§ **Task to complete**: Go through the records and set each one down exactly, skipping any picture.
** Opening Extracted data block **
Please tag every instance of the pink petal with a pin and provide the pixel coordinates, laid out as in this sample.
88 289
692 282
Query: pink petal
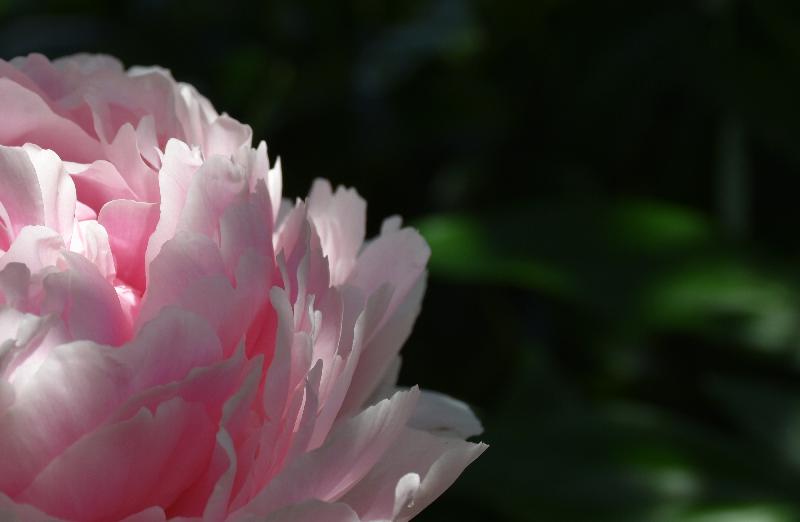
437 413
130 225
123 468
310 511
418 469
28 119
87 302
20 195
346 457
340 220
** Closing Extracted data block **
§ **Problem solution**:
Please tag every instance of the pink petal with a pin and provide the pixel coordinates, laid out as in this sample.
88 289
692 282
Query: pink petal
437 413
130 225
123 468
310 511
418 469
28 119
87 302
20 195
346 457
340 220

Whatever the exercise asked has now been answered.